PROVIDED MATERIAL start
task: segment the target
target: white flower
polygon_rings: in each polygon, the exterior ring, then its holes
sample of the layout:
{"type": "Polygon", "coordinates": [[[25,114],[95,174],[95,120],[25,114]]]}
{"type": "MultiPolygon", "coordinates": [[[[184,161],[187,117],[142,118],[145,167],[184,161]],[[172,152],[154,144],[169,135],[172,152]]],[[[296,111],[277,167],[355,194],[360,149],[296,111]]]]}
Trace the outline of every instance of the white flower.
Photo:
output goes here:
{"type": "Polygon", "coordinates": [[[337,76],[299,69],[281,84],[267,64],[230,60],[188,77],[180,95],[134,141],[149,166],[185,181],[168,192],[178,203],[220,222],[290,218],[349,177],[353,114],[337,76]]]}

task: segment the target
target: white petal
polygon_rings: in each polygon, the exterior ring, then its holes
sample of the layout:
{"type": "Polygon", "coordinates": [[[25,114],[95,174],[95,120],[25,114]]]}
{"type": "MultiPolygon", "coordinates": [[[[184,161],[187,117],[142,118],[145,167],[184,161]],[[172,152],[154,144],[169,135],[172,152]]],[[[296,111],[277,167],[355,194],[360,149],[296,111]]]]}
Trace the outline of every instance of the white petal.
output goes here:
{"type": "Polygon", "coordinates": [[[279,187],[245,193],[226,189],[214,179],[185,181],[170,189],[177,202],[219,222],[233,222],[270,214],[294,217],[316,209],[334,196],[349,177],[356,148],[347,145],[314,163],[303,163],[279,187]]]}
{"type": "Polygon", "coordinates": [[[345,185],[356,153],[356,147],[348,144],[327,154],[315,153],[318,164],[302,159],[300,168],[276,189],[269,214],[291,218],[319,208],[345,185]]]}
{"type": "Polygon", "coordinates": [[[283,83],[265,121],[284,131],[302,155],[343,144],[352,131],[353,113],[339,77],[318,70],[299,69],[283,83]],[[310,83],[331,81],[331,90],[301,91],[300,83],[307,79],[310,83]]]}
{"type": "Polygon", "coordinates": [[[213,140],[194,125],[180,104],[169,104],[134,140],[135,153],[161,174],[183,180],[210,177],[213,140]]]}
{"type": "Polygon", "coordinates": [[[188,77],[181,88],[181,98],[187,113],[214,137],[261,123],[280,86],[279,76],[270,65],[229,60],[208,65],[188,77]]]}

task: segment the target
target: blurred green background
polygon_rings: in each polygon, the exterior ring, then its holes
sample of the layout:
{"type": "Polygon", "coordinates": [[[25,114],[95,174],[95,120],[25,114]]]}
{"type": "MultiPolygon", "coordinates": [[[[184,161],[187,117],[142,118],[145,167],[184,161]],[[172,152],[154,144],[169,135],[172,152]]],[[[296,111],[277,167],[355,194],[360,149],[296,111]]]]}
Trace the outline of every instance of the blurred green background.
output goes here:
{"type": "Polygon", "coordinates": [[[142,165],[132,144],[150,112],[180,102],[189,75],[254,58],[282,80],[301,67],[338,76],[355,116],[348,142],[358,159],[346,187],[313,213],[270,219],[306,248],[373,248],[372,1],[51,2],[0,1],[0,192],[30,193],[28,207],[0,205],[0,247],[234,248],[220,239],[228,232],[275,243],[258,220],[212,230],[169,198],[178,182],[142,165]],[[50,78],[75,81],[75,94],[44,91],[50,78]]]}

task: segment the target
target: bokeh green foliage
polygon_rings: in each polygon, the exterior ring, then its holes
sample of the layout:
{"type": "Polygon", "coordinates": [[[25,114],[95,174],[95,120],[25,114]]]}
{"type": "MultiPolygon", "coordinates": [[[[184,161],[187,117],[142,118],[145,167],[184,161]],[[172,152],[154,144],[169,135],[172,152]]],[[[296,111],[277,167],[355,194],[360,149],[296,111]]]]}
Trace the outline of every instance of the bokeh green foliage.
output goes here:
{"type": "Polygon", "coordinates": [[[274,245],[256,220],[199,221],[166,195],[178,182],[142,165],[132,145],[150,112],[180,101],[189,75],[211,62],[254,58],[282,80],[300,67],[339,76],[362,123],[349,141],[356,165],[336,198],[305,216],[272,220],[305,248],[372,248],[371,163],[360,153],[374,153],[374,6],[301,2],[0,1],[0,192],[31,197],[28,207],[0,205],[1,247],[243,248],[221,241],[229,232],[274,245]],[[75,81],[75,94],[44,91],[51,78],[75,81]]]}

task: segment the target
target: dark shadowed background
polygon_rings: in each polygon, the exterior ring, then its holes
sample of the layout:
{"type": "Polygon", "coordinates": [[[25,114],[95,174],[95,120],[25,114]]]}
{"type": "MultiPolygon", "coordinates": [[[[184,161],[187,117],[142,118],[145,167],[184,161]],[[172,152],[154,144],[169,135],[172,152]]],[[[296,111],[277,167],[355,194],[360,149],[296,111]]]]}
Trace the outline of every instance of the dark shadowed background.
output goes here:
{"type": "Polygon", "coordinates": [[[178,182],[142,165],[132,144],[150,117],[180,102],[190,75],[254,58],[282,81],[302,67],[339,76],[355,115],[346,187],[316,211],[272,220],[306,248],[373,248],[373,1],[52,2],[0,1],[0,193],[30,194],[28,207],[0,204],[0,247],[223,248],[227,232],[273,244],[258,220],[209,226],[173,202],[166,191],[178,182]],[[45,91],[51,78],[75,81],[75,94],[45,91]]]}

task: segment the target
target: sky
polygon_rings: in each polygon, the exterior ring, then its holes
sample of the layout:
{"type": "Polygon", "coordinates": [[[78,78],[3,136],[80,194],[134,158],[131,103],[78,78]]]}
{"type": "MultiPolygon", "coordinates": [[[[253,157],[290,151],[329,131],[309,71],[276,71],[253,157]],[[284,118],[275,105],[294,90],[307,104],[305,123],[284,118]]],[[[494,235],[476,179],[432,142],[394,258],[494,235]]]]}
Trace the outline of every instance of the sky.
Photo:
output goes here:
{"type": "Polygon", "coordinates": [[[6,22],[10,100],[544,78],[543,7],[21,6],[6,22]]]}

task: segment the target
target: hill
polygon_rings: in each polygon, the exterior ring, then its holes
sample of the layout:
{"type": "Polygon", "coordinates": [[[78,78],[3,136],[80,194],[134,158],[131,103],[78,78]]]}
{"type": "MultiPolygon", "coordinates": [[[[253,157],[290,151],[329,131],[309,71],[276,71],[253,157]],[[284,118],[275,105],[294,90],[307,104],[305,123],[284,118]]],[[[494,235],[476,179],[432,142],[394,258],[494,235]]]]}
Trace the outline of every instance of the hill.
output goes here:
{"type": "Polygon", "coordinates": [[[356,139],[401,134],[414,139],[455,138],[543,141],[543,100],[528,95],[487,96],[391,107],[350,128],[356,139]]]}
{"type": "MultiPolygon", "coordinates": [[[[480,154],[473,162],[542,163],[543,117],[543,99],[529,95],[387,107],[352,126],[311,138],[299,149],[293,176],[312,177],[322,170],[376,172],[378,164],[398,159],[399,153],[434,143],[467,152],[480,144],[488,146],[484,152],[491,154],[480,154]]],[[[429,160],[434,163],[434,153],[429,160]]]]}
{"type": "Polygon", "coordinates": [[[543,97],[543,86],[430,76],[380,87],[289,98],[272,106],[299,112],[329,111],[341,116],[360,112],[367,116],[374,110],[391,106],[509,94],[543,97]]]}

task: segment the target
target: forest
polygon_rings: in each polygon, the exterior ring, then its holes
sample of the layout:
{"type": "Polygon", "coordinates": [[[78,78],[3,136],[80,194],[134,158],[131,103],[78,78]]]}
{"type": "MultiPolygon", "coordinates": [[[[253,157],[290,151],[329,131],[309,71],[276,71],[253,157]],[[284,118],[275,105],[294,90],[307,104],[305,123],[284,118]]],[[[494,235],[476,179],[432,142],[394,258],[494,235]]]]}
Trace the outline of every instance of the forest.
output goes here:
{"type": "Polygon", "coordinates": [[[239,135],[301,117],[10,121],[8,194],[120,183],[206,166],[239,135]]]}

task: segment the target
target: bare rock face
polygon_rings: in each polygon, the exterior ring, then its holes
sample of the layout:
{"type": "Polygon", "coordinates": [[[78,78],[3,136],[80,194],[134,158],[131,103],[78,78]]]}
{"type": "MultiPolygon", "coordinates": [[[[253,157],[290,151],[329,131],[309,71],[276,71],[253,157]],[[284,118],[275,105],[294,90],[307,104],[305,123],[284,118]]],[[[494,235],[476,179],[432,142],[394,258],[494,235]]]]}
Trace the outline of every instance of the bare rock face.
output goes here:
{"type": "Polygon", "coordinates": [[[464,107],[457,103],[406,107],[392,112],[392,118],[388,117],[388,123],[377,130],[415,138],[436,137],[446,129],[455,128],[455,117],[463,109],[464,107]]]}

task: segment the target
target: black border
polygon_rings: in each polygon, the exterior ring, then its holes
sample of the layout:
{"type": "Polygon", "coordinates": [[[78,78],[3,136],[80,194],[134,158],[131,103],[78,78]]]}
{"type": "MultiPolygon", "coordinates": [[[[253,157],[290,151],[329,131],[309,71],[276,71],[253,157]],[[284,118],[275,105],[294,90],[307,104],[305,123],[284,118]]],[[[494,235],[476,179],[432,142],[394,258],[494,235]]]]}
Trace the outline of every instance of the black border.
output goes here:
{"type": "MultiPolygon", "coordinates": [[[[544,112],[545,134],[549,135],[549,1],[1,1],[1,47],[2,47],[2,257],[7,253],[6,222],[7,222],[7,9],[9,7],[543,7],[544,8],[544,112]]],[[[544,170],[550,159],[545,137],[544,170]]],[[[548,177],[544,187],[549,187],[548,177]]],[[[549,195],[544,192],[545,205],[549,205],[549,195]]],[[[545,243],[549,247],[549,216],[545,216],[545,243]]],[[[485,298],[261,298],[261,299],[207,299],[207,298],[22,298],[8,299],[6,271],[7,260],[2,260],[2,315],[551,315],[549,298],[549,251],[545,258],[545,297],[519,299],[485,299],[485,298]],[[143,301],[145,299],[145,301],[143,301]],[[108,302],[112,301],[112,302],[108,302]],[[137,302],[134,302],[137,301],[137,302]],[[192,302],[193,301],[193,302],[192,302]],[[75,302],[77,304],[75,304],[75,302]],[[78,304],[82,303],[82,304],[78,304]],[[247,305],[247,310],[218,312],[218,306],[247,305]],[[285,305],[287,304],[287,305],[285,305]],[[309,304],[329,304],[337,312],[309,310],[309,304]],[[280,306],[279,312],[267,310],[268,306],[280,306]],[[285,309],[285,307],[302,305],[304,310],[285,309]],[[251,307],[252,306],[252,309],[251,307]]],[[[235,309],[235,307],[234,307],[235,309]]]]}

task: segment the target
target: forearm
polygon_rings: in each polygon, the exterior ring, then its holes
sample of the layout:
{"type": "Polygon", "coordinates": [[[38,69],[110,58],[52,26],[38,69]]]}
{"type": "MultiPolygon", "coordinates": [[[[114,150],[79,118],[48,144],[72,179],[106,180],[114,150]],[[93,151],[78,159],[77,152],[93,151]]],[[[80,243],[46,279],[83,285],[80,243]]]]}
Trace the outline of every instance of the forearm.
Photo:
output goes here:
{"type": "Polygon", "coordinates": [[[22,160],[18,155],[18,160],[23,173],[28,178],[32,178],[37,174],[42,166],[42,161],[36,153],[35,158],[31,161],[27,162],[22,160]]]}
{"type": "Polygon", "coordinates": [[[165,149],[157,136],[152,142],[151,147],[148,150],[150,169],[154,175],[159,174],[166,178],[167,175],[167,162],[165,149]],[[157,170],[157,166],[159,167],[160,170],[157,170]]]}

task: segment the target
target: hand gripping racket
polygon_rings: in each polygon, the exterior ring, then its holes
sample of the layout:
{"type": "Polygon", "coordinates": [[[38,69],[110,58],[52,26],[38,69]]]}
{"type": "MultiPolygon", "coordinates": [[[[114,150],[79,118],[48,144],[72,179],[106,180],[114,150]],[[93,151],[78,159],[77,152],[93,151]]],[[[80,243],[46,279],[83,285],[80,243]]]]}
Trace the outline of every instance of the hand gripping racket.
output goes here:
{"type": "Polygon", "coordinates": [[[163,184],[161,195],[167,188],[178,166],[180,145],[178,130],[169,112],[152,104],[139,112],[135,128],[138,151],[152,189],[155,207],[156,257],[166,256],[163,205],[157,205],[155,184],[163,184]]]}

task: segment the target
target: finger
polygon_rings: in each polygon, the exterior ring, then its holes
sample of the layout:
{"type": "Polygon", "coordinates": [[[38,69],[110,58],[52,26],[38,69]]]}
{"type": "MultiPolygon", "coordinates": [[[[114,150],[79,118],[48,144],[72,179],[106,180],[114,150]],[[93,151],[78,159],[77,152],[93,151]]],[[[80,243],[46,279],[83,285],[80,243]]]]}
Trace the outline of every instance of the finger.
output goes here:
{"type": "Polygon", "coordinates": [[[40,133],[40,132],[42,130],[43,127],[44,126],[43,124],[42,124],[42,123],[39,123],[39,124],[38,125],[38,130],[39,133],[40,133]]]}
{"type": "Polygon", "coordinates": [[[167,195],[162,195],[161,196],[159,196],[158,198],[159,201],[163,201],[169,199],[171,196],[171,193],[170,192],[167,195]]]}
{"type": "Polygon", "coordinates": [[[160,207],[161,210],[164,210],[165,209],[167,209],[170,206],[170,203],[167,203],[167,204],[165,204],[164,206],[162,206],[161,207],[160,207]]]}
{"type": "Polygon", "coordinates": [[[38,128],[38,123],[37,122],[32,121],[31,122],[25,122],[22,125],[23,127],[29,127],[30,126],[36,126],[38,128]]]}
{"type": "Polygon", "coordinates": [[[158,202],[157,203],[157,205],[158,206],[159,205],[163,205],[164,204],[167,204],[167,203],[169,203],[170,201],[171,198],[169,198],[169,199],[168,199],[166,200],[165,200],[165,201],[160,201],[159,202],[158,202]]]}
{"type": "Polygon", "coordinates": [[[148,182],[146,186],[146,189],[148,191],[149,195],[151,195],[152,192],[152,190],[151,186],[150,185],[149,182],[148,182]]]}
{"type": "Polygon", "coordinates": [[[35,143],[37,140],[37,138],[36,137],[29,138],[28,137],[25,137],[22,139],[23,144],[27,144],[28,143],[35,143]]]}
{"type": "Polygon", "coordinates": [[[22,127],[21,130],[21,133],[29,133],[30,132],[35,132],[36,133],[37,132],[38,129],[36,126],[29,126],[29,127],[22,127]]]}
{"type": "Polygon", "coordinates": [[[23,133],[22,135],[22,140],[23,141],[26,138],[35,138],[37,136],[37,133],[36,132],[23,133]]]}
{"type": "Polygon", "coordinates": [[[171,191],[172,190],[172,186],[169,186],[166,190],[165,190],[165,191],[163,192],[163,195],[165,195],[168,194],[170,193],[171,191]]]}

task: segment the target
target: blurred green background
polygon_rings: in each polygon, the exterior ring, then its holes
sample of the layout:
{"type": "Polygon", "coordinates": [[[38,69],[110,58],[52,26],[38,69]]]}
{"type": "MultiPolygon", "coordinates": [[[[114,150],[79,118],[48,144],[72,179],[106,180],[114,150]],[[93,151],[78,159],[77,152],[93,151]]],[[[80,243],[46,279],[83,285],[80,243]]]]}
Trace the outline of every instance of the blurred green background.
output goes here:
PROVIDED MATERIAL end
▸ **EXERCISE AIM**
List every line of the data that contains the word "dark". Case counts.

▸ **RESULT OF THE TASK**
target: dark shadowed background
Trace the outline of every instance of the dark shadowed background.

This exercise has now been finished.